PASSAGE FOR REVIEW:

Why is Michael Phelps Covered in Red Welts?

While virtually all Americans — 99.7% — believe a healthy smile is socially important, most Olympians naturally sport a gleaming smile while standing on the podium receiving their medals. Who wouldn’t?

This year in Rio, though, the athletes are also showing off bright red polka dots on their skin.

These red dots are scars from the ancient practice of cupping, a technique said to be extremely helpful to stimulate blood flow and to speed up the recovery time for sore muscles.

The ancient practice, developed in China, has a rich history of about 2,200 years. There are even mentions of this healing technique in ancient Greek and Egyptian texts.
On top of other health benefits, it is believed cupping will restore one’s flow of ‘qi’ through their body, the life force responsible for every action we make.
The therapy consists of a specialist warming glass suction cups and placing them on the body. The placement of the cup creates a partial vacuum which relieves pain in a holistic way, and the red welts are a symptom of blood vessels bursting underneath the skin’s surface.

ACTIVITY: Could you carry on the article about cupping and the red welts on Michael Phelps from the sentence that ends "bursting underneath the skin's surface"?

RECORDS PROVIDED:
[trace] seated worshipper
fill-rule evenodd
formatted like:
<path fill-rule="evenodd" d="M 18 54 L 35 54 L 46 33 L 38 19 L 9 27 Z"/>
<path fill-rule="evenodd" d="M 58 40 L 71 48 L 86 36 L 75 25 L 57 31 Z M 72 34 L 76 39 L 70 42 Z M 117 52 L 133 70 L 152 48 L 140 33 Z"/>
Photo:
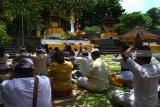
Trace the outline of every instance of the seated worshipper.
<path fill-rule="evenodd" d="M 32 59 L 17 57 L 12 64 L 11 79 L 0 85 L 4 107 L 51 107 L 49 78 L 35 75 Z"/>
<path fill-rule="evenodd" d="M 155 56 L 156 60 L 160 62 L 160 55 Z"/>
<path fill-rule="evenodd" d="M 69 61 L 73 64 L 73 70 L 78 70 L 78 63 L 75 59 L 76 55 L 74 51 L 69 52 Z"/>
<path fill-rule="evenodd" d="M 112 61 L 120 62 L 121 72 L 119 74 L 112 76 L 112 83 L 117 86 L 122 86 L 123 84 L 128 84 L 132 82 L 133 73 L 128 69 L 128 66 L 125 64 L 123 57 L 124 53 L 129 48 L 128 45 L 124 45 L 120 49 L 121 57 L 118 57 L 118 54 L 112 58 Z"/>
<path fill-rule="evenodd" d="M 135 50 L 135 59 L 129 56 Z M 152 52 L 148 46 L 133 46 L 125 52 L 124 61 L 134 74 L 133 92 L 112 93 L 112 99 L 124 107 L 158 107 L 158 81 L 160 69 L 151 62 Z"/>
<path fill-rule="evenodd" d="M 73 72 L 73 79 L 76 79 L 80 76 L 86 75 L 86 72 L 89 70 L 89 65 L 92 62 L 92 58 L 89 56 L 89 52 L 87 49 L 82 49 L 82 56 L 81 57 L 76 57 L 76 61 L 80 64 L 79 65 L 79 71 L 74 71 Z"/>
<path fill-rule="evenodd" d="M 47 54 L 44 49 L 39 46 L 36 48 L 36 56 L 31 56 L 38 75 L 47 75 L 50 62 L 47 60 Z"/>
<path fill-rule="evenodd" d="M 9 66 L 7 65 L 8 58 L 9 54 L 5 53 L 3 46 L 0 46 L 0 74 L 5 74 L 9 72 Z"/>
<path fill-rule="evenodd" d="M 26 48 L 24 46 L 20 46 L 19 52 L 17 52 L 16 57 L 19 56 L 29 56 L 29 53 L 26 51 Z"/>
<path fill-rule="evenodd" d="M 54 62 L 48 68 L 48 76 L 52 84 L 53 98 L 62 98 L 72 95 L 71 73 L 73 65 L 64 60 L 62 51 L 54 53 Z"/>
<path fill-rule="evenodd" d="M 84 77 L 79 77 L 77 84 L 90 91 L 103 91 L 107 89 L 108 69 L 106 63 L 100 59 L 98 49 L 91 52 L 92 60 Z"/>

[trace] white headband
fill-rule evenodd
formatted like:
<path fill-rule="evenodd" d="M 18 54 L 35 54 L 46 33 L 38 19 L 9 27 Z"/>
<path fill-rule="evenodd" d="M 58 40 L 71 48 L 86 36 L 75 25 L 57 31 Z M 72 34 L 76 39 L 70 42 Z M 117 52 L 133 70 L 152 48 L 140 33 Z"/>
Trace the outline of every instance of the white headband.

REPLY:
Olympians of all sports are hopping on the trend. Champion Michael Phelps, U.S. male gymnast Alex Naddour, former Olympic swimmer Natalie Couglin, and Belarus swimmer Pavel Sankovich all have polka dotted legs, backs, and arms.

While this practice may be beneficial for Olympians, there hasn’t been much study on the clinical effects of this treatment. According to CNN, researchers have found cupping to be successful for pain management, but there has not been any research completed with a large sample size to draw medical conclusions.

It is not painless either. Users have reported their skin feeling as if it was trapped in a vacuum, while lit on fire. But for Olympians, a gold medal seems worth it.